[Excerpt from the dataset]
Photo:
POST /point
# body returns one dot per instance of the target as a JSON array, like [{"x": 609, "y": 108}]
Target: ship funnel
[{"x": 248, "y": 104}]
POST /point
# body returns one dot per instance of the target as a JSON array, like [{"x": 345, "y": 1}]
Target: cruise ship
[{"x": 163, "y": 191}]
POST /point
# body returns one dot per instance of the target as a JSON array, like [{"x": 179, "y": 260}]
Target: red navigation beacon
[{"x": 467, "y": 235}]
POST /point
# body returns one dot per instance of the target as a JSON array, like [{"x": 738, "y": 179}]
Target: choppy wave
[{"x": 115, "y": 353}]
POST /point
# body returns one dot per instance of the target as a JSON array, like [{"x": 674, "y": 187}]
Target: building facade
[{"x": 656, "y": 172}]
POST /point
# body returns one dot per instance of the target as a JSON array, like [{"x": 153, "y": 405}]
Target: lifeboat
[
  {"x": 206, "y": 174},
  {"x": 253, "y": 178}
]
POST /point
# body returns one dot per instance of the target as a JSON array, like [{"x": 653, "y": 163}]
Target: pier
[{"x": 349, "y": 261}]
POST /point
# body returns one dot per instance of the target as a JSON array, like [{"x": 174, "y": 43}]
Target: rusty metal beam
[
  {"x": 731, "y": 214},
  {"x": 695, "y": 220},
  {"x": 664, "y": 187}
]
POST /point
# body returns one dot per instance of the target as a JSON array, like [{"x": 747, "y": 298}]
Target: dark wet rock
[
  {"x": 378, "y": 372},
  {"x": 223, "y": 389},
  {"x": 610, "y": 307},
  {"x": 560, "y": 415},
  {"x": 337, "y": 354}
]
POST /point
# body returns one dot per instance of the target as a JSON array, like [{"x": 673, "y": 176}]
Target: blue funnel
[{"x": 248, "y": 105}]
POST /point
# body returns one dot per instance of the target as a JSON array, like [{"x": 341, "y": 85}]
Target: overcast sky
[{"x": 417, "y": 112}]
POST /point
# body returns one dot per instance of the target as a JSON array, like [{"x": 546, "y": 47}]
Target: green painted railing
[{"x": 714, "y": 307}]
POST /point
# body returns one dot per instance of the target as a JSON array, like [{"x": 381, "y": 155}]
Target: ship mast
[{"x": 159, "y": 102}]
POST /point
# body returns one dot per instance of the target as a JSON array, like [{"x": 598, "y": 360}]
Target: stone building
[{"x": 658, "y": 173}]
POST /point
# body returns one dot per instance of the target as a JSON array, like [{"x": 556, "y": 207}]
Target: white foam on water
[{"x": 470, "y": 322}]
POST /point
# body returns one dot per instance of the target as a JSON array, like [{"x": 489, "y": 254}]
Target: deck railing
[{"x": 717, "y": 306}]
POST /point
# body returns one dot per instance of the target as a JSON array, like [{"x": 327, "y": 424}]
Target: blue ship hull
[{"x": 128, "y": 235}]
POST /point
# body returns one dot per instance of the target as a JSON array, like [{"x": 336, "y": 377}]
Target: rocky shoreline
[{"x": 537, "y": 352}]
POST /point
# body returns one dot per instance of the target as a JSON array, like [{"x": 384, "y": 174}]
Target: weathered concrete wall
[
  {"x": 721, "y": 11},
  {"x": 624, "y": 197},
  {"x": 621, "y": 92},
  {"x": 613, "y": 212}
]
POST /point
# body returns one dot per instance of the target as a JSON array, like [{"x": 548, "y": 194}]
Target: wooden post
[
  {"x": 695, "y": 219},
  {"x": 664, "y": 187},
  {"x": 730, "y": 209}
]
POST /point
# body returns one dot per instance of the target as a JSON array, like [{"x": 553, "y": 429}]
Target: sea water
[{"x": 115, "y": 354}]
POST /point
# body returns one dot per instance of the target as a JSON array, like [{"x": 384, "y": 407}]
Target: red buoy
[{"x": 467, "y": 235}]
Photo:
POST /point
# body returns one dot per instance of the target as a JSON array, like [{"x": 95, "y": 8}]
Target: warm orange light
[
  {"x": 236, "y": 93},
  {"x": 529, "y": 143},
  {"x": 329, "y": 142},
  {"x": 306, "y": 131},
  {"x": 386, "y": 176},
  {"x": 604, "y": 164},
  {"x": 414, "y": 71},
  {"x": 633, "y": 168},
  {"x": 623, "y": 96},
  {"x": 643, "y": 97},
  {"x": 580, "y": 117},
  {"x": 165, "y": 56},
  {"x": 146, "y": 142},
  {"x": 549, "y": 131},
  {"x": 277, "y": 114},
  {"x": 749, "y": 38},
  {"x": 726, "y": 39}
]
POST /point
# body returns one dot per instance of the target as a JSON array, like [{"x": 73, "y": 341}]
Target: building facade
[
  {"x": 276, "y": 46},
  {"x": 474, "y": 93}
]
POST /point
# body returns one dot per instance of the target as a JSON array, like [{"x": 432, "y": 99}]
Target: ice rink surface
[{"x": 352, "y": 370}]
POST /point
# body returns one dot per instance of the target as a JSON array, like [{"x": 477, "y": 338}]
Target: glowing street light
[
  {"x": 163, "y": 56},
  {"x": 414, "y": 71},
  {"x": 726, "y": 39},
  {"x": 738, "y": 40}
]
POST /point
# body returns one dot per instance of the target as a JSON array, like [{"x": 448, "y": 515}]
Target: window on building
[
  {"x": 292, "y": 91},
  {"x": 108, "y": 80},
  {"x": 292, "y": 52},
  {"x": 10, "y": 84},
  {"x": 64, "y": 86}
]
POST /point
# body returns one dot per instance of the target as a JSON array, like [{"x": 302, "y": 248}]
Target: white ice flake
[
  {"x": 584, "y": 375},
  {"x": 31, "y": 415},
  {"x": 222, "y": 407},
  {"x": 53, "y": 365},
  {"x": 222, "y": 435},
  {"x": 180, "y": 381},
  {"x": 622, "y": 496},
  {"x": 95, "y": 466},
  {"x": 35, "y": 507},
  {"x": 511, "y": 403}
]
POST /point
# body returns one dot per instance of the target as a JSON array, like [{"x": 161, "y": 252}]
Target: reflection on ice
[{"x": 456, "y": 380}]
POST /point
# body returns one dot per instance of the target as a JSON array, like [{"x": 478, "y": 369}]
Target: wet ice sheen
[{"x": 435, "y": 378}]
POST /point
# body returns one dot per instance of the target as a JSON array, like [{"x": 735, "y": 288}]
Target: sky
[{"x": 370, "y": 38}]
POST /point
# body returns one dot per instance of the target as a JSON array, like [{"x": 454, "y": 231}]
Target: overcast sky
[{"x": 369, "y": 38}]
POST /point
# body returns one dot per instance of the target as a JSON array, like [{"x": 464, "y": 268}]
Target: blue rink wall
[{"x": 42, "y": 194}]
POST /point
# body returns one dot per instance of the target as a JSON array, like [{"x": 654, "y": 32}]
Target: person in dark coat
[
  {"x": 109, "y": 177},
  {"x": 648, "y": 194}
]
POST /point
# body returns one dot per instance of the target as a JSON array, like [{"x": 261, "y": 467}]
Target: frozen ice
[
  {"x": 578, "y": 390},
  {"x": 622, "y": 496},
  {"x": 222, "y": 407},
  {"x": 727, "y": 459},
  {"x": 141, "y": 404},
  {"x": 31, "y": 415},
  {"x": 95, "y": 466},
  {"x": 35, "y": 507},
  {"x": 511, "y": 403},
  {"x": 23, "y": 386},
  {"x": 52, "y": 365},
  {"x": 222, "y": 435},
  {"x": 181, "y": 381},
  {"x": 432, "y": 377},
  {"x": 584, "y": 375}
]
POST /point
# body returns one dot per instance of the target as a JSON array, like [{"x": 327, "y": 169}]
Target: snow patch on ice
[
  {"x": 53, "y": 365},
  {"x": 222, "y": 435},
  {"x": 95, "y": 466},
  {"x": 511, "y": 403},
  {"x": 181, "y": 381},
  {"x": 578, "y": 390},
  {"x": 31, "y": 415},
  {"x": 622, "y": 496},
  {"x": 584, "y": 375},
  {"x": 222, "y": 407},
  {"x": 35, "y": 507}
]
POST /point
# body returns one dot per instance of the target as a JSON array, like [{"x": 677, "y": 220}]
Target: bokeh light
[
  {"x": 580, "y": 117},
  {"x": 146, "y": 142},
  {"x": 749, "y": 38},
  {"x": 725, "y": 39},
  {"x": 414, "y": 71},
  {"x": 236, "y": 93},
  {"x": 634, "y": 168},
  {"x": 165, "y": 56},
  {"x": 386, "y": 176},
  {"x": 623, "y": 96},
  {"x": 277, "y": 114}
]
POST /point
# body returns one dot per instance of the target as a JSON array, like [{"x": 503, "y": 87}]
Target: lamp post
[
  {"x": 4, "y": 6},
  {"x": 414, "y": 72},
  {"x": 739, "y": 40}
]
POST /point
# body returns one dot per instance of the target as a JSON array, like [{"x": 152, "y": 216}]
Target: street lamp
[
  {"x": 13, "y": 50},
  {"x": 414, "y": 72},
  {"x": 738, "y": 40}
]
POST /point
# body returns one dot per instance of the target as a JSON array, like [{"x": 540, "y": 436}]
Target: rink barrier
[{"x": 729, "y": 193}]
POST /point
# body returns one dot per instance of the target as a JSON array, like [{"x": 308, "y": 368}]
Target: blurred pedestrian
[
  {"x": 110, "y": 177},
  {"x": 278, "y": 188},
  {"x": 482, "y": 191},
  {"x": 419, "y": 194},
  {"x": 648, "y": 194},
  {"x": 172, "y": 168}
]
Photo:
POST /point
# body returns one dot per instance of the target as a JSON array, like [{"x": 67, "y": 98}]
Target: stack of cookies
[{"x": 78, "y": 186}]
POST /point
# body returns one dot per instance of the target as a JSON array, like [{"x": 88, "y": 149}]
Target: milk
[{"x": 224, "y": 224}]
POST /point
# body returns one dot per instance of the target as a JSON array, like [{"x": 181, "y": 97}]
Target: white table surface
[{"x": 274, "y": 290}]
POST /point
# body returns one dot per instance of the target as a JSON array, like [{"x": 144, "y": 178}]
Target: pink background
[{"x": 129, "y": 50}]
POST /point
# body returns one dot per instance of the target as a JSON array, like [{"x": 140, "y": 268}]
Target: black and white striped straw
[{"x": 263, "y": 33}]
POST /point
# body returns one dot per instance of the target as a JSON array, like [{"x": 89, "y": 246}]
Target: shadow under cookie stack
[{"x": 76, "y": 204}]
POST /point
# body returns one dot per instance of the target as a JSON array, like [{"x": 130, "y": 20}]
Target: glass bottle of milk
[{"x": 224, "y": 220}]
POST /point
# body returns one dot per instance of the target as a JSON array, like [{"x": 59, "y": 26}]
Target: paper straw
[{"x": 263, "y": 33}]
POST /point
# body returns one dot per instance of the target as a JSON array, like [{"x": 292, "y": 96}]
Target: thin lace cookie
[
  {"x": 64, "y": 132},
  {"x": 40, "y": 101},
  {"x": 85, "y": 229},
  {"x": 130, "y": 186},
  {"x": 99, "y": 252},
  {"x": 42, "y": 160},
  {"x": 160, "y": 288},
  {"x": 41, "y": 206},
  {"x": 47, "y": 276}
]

### TASK OBJECTIVE
Please count how many lines of the material above contain the string "straw", matching case exactly, and give only that number.

### TASK SOLUTION
2